--- Information shown ---
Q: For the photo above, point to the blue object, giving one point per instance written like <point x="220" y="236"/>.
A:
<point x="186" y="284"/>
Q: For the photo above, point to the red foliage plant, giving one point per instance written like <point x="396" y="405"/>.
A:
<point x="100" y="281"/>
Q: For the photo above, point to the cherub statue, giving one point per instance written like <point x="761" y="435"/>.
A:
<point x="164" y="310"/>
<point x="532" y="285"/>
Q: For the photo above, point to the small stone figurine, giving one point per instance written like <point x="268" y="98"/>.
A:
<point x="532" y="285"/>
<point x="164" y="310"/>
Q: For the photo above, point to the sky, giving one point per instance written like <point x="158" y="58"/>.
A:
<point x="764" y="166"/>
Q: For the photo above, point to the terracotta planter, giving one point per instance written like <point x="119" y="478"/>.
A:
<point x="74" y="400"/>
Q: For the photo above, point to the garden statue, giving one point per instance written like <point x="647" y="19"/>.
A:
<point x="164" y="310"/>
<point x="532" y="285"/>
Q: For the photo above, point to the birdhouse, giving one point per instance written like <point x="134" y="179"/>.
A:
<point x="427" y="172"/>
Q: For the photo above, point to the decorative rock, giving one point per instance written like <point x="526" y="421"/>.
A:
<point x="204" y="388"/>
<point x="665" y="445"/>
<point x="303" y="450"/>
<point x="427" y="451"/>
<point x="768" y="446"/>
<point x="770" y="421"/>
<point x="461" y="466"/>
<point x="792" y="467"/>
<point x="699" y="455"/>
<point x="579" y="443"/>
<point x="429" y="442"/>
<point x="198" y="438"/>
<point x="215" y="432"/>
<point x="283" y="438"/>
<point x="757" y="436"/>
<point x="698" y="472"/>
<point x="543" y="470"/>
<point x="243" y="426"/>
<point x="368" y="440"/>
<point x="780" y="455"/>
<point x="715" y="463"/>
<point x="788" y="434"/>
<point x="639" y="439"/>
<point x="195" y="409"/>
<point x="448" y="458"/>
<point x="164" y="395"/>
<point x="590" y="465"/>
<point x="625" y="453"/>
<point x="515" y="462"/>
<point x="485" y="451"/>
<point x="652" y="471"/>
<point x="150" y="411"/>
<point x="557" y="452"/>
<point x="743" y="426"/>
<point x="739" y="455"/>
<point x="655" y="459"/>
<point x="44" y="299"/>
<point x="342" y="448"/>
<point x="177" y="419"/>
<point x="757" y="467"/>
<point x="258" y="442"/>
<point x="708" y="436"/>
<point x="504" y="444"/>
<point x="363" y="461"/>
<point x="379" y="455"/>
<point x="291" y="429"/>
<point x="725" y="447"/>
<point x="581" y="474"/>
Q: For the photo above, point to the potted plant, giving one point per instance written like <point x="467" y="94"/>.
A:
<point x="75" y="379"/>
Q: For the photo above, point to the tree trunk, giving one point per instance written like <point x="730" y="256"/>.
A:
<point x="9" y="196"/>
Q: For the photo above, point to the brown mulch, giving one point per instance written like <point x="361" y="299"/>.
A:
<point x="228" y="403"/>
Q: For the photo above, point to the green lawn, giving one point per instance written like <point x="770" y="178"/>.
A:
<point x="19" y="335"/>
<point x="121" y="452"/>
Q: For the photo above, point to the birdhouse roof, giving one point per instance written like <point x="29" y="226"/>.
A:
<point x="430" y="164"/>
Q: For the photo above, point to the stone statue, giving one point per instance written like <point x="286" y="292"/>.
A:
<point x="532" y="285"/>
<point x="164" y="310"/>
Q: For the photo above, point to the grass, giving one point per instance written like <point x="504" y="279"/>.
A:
---
• Set problem: Return all of the items above word for word, with nothing changed.

• Task solution:
Q: For the photo above, point to the blue object, giving one point per instance written like <point x="220" y="236"/>.
A:
<point x="186" y="284"/>
Q: For the photo above, point to the red foliage plant, giving one point per instance written like <point x="396" y="405"/>.
A:
<point x="100" y="281"/>
Q: For the photo above, point to the cherub statue, giving one point per instance written like <point x="761" y="435"/>.
A:
<point x="164" y="310"/>
<point x="532" y="285"/>
Q: For the photo above, point to the small stone figurine, giving one point per instance written like <point x="268" y="98"/>.
A:
<point x="532" y="285"/>
<point x="164" y="310"/>
Q: For the photo above, point to the sky, giving one point per instance written like <point x="158" y="58"/>.
A:
<point x="764" y="166"/>
Q: For the photo above, point to the terracotta planter, giving one point per instance written like <point x="119" y="478"/>.
A:
<point x="74" y="400"/>
Q: For the photo above, point to the garden statue, giving one point per instance written like <point x="647" y="19"/>.
A:
<point x="164" y="310"/>
<point x="532" y="285"/>
Q: For the photo above, point to the birdhouse, giving one point per instance written like <point x="134" y="179"/>.
A:
<point x="427" y="172"/>
Q: For the photo above, point to the decorative rock, giving one point per instance written like <point x="526" y="421"/>.
A:
<point x="204" y="388"/>
<point x="665" y="445"/>
<point x="303" y="450"/>
<point x="427" y="451"/>
<point x="768" y="446"/>
<point x="770" y="421"/>
<point x="461" y="466"/>
<point x="792" y="467"/>
<point x="699" y="455"/>
<point x="579" y="443"/>
<point x="429" y="442"/>
<point x="198" y="438"/>
<point x="215" y="432"/>
<point x="283" y="438"/>
<point x="757" y="436"/>
<point x="698" y="472"/>
<point x="543" y="470"/>
<point x="243" y="426"/>
<point x="368" y="440"/>
<point x="780" y="455"/>
<point x="715" y="463"/>
<point x="788" y="434"/>
<point x="639" y="439"/>
<point x="195" y="409"/>
<point x="448" y="458"/>
<point x="164" y="395"/>
<point x="590" y="465"/>
<point x="625" y="453"/>
<point x="515" y="462"/>
<point x="485" y="451"/>
<point x="652" y="471"/>
<point x="150" y="411"/>
<point x="557" y="452"/>
<point x="743" y="426"/>
<point x="739" y="455"/>
<point x="655" y="459"/>
<point x="44" y="299"/>
<point x="342" y="448"/>
<point x="177" y="419"/>
<point x="757" y="467"/>
<point x="258" y="442"/>
<point x="708" y="436"/>
<point x="504" y="444"/>
<point x="363" y="461"/>
<point x="379" y="455"/>
<point x="291" y="429"/>
<point x="725" y="447"/>
<point x="581" y="474"/>
Q: For the photo above, point to the potted plant, giving one point per instance written like <point x="467" y="94"/>.
A:
<point x="75" y="379"/>
Q: For the photo above, point to the tree trunk, giving one point per instance written like <point x="730" y="256"/>.
A:
<point x="9" y="196"/>
Q: For the photo above, point to the brown mulch, giving one point per instance written like <point x="361" y="299"/>.
A:
<point x="228" y="403"/>
Q: For the photo above, point to the green lawn, giving one point per instance written like <point x="770" y="178"/>.
A:
<point x="19" y="335"/>
<point x="121" y="452"/>
Q: For the photo above, point to the birdhouse roof, giving one point per instance written like <point x="29" y="226"/>.
A:
<point x="430" y="164"/>
Q: For the photo above, point to the stone statue, giving one point per instance written like <point x="286" y="292"/>.
A:
<point x="532" y="285"/>
<point x="164" y="310"/>
Q: For the photo above, point to the grass, giving one point per instance written like <point x="504" y="279"/>.
A:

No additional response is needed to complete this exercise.